### 本文
死後よりも、その少し前の介護が心配
おひとりさまは“ピンピンコロリ”で、最後に葬儀費用ぐらいの財産が残っているのが、誰にも迷惑をかけない最高の最期となり、年老いた兄弟姉妹はともかく、甥・姪もホッとするところでしょうが……、人はどのような最期になるのか選ぶことができません。
おひとりさまが病気や突然の事故で意思の疎通ができなくなると、周囲の人が困ることになります。おひとりさまが自分の力でどうにもならなくなったとき、面倒を見てくれるのは兄弟姉妹であり、先に亡くなっていれば甥・姪です。たとえ、福祉のお世話になるとしても、血縁関係のある甥・姪がなんらかの書類にサインをしなければなりません。
さらに、もし、おひとりさまが生死をさまようような危篤状態に陥ったとき、手術の合意、延命治療の有無、万が一の場合の会社や知人への連絡、葬儀の執り行いも、甥・姪がやることになるのかもしれません。普段から甥・姪と交流があればまだしも、若い甥・姪に叔母であるおひとりさまの希望がわかるでしょうか? 延命治療の判断をさせるのは酷ではないでしょうか。
また、おひとりさまに借金がないとも限りません。相続に関しては、借金も相続人が引き継ぐことになります。借金は相続を放棄すればチャラになりますが、手続きの期限を過ぎてしまうと放棄ができなくなります。叔母のキャッシングや借入金を甥・姪が背負う……ということもありえなくはないのです。

### データ抜粋
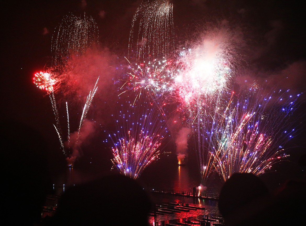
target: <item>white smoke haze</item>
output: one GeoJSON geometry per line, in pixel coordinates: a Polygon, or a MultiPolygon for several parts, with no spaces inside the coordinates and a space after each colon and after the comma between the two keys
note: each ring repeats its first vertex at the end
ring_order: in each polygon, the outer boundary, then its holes
{"type": "Polygon", "coordinates": [[[177,160],[179,163],[182,163],[182,161],[188,155],[188,135],[191,132],[190,129],[183,127],[176,135],[175,145],[177,160]]]}
{"type": "Polygon", "coordinates": [[[200,184],[200,186],[197,187],[196,188],[199,190],[198,195],[200,196],[204,191],[206,191],[207,189],[207,187],[206,186],[204,186],[202,184],[200,184]]]}

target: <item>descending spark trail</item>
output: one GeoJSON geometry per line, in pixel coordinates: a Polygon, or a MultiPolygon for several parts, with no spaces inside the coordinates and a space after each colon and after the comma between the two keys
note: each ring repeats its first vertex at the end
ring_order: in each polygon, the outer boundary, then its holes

### 課題一覧
a) おひとりさまが危篤状態に陥ったときに甥・姪がやることになるかもしれない事柄として、本文が挙げているものをすべて列挙してください。
b) 本文のうち、「死後よりも、その少し前の介護が心配」と「ともありえなくはないのです。」の間を、その両方を含めて書き写すこと。
レコードは本文とは関係がない。

### 期待される出力
a)
・手術の合意
・延命治療の有無
・万が一の場合の会社や知人への連絡
・葬儀の執り行い

b)
死後よりも、その少し前の介護が心配
おひとりさまは“ピンピンコロリ”で、最後に葬儀費用ぐらいの財産が残っているのが、誰にも迷惑をかけない最高の最期となり、年老いた兄弟姉妹はともかく、甥・姪もホッとするところでしょうが……、人はどのような最期になるのか選ぶことができません。
おひとりさまが病気や突然の事故で意思の疎通ができなくなると、周囲の人が困ることになります。おひとりさまが自分の力でどうにもならなくなったとき、面倒を見てくれるのは兄弟姉妹であり、先に亡くなっていれば甥・姪です。たとえ、福祉のお世話になるとしても、血縁関係のある甥・姪がなんらかの書類にサインをしなければなりません。
さらに、もし、おひとりさまが生死をさまようような危篤状態に陥ったとき、手術の合意、延命治療の有無、万が一の場合の会社や知人への連絡、葬儀の執り行いも、甥・姪がやることになるのかもしれません。普段から甥・姪と交流があればまだしも、若い甥・姪に叔母であるおひとりさまの希望がわかるでしょうか? 延命治療の判断をさせるのは酷ではないでしょうか。
また、おひとりさまに借金がないとも限りません。相続に関しては、借金も相続人が引き継ぐことになります。借金は相続を放棄すればチャラになりますが、手続きの期限を過ぎてしまうと放棄ができなくなります。叔母のキャッシングや借入金を甥・姪が背負う……ということもありえなくはないのです。